:: Brief ::
Note how many lines in the entries contain the string "grass", then give that number and nothing else.

:: Dataset entries ::
*** Begin section ***
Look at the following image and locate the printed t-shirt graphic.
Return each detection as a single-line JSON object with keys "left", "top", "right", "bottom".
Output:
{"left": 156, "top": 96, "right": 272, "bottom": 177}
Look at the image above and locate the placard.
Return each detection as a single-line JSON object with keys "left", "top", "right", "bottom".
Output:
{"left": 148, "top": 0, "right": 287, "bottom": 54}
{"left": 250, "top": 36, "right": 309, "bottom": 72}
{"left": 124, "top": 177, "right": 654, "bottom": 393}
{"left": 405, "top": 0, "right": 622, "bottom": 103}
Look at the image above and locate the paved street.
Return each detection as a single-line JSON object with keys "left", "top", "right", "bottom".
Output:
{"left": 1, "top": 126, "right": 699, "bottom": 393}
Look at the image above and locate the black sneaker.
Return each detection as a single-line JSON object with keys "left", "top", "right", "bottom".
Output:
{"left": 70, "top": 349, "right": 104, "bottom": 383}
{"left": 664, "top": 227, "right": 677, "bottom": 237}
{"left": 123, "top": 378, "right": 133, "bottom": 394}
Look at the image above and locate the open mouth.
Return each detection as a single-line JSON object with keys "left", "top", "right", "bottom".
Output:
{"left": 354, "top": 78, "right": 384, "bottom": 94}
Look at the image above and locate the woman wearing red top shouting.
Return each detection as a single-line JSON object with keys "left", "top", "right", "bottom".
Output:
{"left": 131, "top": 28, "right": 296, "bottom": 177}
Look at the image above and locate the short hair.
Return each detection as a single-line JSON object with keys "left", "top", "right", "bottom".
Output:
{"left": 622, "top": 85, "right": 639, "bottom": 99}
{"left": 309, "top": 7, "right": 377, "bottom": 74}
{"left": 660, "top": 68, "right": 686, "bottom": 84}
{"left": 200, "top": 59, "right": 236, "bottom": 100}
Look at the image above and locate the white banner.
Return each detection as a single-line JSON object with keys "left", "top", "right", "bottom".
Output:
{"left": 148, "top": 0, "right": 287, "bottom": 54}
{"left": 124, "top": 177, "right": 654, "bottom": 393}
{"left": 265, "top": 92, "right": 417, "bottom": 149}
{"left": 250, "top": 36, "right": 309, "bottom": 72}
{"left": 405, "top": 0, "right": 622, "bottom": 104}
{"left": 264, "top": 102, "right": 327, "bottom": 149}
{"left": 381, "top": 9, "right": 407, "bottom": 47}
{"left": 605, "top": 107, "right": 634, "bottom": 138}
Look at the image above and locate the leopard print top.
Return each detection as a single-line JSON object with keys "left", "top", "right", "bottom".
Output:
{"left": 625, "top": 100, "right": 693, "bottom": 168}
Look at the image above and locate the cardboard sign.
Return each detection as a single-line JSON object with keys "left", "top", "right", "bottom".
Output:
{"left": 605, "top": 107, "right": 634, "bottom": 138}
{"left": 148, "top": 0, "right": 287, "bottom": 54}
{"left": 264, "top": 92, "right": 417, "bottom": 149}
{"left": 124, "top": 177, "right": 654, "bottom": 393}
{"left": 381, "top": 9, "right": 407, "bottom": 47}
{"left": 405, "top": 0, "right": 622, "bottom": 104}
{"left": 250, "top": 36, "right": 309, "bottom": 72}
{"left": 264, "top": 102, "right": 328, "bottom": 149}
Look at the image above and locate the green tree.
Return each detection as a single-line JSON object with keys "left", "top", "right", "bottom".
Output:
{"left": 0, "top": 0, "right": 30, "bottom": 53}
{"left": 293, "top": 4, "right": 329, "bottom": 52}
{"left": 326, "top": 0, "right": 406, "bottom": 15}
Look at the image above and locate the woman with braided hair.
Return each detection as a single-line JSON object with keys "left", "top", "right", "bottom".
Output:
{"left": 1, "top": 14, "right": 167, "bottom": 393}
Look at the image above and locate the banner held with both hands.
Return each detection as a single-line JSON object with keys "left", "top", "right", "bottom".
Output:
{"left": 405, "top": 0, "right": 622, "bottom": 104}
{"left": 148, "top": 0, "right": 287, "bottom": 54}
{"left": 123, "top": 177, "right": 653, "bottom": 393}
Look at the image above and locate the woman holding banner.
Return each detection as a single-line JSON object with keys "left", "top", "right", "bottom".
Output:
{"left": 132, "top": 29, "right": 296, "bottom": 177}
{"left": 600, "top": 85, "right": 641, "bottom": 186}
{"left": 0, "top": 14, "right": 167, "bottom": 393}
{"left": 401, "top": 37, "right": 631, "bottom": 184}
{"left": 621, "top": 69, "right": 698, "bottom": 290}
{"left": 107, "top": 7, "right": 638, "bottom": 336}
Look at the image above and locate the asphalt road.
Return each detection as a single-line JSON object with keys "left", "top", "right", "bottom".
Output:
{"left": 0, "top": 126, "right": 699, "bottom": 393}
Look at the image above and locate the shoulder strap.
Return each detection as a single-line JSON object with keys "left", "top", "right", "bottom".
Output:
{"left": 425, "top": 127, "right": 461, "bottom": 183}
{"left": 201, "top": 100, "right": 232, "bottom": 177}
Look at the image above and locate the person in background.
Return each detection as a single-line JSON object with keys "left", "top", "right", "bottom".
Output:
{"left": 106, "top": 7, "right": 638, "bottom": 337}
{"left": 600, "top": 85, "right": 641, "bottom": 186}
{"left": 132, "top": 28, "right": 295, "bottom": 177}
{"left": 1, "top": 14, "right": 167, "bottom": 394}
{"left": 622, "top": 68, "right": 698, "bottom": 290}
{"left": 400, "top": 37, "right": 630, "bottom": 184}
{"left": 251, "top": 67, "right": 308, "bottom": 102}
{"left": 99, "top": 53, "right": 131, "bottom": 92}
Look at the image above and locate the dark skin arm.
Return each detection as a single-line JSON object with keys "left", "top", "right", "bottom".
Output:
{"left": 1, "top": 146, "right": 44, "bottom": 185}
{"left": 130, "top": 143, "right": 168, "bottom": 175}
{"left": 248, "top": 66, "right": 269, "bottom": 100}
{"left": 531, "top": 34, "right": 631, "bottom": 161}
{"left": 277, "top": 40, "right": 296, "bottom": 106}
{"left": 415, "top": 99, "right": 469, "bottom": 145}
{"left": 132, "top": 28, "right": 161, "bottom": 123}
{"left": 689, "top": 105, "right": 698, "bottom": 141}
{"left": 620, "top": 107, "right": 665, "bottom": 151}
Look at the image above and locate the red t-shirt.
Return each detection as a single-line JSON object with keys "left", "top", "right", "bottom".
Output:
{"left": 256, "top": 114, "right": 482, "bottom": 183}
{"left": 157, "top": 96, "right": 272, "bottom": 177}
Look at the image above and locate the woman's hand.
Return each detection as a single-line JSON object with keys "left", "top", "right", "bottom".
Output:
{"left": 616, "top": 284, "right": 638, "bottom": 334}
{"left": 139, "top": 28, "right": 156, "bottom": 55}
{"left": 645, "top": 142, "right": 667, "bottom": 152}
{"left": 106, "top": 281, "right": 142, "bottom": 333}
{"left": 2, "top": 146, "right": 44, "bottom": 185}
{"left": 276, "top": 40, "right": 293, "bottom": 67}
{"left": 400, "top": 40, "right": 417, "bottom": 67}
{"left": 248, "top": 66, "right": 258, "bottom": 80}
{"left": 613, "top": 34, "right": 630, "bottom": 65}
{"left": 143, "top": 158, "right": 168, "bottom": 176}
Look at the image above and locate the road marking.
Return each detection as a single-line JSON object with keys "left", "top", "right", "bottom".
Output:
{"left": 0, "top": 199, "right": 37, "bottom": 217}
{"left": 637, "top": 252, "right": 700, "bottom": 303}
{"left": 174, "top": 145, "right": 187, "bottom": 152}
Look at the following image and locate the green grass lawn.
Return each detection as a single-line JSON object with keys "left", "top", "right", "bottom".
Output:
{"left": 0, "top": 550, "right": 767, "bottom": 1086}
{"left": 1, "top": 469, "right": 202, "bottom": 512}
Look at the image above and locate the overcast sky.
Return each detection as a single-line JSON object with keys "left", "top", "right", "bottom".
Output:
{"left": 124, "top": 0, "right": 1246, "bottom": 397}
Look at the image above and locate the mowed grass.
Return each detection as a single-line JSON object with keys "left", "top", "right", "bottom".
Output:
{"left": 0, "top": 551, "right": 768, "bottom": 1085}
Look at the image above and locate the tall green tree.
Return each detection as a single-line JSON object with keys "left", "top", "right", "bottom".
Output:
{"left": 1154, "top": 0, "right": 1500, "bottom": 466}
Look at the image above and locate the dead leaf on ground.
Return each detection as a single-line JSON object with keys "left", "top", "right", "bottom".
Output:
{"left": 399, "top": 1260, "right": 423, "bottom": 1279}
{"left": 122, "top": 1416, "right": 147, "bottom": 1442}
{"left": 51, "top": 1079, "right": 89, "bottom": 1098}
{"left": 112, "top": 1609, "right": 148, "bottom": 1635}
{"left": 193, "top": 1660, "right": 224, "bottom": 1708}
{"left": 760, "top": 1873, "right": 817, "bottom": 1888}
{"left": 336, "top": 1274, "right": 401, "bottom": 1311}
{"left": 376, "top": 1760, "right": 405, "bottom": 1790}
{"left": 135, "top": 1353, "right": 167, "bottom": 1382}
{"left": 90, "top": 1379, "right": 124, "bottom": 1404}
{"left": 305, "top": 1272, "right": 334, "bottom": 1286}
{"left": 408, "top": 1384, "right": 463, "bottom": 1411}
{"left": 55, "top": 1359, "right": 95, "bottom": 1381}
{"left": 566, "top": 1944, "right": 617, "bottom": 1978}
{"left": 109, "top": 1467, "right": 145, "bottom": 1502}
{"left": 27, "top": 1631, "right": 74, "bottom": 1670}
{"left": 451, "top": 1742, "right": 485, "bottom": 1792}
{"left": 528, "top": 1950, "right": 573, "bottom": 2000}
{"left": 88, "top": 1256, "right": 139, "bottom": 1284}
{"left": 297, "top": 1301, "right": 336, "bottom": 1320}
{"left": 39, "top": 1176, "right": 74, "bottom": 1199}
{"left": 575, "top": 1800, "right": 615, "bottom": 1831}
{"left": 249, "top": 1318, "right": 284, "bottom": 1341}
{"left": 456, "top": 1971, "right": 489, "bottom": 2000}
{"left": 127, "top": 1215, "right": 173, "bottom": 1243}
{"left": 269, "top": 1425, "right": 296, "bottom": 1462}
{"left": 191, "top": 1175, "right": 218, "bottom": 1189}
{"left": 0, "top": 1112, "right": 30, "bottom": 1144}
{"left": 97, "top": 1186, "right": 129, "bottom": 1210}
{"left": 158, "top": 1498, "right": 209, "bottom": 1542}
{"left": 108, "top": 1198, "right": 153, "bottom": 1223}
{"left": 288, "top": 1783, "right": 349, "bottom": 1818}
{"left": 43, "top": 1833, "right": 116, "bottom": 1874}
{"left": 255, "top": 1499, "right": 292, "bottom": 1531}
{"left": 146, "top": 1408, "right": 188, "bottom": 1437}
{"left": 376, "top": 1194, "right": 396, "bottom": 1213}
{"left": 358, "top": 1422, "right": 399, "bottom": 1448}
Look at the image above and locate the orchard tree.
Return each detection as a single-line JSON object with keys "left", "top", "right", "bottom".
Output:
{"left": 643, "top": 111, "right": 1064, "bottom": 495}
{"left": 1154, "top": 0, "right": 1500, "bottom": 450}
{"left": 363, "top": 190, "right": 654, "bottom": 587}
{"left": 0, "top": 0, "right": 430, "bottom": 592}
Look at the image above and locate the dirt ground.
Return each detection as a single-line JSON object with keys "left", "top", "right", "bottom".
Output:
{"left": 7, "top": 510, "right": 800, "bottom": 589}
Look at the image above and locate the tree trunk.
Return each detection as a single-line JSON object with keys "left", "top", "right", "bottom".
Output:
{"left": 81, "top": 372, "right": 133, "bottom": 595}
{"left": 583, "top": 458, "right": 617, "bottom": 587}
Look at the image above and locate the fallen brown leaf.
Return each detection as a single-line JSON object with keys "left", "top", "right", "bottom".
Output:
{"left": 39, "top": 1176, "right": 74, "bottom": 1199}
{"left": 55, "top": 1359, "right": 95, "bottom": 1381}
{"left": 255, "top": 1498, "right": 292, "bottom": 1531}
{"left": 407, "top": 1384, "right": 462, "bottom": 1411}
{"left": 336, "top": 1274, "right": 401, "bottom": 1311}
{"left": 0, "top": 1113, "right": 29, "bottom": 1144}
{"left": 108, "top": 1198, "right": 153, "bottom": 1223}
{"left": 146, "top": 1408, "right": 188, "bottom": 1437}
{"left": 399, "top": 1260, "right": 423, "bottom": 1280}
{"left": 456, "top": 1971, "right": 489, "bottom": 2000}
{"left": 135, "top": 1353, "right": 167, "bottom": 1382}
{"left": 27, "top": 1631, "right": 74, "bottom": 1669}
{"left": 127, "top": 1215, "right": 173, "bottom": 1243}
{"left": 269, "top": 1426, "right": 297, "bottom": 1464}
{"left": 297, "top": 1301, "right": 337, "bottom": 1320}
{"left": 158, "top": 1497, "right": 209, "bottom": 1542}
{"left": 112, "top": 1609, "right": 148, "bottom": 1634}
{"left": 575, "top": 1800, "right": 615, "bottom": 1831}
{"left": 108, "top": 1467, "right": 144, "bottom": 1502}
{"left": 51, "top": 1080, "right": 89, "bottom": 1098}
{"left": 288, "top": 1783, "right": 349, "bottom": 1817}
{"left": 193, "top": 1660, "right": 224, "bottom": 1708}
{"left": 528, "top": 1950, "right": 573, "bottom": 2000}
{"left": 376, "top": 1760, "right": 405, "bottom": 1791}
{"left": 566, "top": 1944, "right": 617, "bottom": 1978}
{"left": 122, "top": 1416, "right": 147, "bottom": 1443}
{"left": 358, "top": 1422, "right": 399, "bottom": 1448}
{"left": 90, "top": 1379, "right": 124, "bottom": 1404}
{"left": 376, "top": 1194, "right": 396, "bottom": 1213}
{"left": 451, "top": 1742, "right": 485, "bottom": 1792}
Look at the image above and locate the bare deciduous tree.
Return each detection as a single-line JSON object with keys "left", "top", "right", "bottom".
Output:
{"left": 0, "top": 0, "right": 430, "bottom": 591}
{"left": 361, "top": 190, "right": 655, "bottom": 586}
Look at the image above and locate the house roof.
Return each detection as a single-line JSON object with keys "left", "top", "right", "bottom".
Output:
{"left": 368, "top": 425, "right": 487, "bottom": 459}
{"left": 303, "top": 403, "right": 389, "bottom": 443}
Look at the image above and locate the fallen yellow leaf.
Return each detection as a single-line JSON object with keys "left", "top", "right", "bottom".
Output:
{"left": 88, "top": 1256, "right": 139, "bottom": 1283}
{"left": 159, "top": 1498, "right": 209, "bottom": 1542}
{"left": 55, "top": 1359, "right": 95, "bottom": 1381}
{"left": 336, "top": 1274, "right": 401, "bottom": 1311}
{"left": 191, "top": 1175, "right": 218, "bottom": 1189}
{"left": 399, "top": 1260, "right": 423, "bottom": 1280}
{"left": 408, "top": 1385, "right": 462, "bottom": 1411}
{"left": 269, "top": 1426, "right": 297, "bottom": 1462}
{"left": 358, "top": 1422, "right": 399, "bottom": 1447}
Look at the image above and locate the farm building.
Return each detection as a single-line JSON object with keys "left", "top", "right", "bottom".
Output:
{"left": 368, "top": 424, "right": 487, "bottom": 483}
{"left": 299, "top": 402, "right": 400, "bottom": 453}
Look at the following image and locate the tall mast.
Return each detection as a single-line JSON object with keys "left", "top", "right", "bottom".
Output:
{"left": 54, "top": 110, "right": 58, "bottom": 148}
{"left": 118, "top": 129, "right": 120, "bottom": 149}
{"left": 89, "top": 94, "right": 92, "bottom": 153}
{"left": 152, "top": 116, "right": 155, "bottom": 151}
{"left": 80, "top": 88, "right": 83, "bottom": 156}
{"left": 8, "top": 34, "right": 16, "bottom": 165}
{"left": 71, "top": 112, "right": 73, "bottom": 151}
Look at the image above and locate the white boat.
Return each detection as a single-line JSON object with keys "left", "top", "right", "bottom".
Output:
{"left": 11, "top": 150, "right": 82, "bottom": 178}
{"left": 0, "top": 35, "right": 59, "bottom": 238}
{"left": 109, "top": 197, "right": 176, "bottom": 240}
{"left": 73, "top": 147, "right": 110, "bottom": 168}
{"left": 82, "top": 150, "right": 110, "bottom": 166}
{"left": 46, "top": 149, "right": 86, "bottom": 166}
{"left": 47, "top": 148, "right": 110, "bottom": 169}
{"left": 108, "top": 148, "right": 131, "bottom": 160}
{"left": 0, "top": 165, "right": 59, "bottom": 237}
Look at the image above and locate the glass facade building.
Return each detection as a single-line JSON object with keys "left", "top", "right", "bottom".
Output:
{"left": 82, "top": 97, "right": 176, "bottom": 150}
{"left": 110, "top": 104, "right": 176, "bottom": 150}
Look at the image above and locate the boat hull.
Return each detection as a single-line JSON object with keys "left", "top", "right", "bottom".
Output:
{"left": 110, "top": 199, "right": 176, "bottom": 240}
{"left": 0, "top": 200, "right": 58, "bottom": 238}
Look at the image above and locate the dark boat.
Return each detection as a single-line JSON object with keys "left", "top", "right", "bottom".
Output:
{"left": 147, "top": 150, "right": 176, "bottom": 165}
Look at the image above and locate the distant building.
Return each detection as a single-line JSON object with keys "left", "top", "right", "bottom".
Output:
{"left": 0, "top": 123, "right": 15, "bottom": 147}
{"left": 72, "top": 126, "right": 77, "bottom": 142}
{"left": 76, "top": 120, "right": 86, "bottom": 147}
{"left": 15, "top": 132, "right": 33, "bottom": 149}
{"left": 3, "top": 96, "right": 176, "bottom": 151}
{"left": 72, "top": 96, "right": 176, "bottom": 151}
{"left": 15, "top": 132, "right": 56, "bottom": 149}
*** End section ***
:: Exercise solution ::
2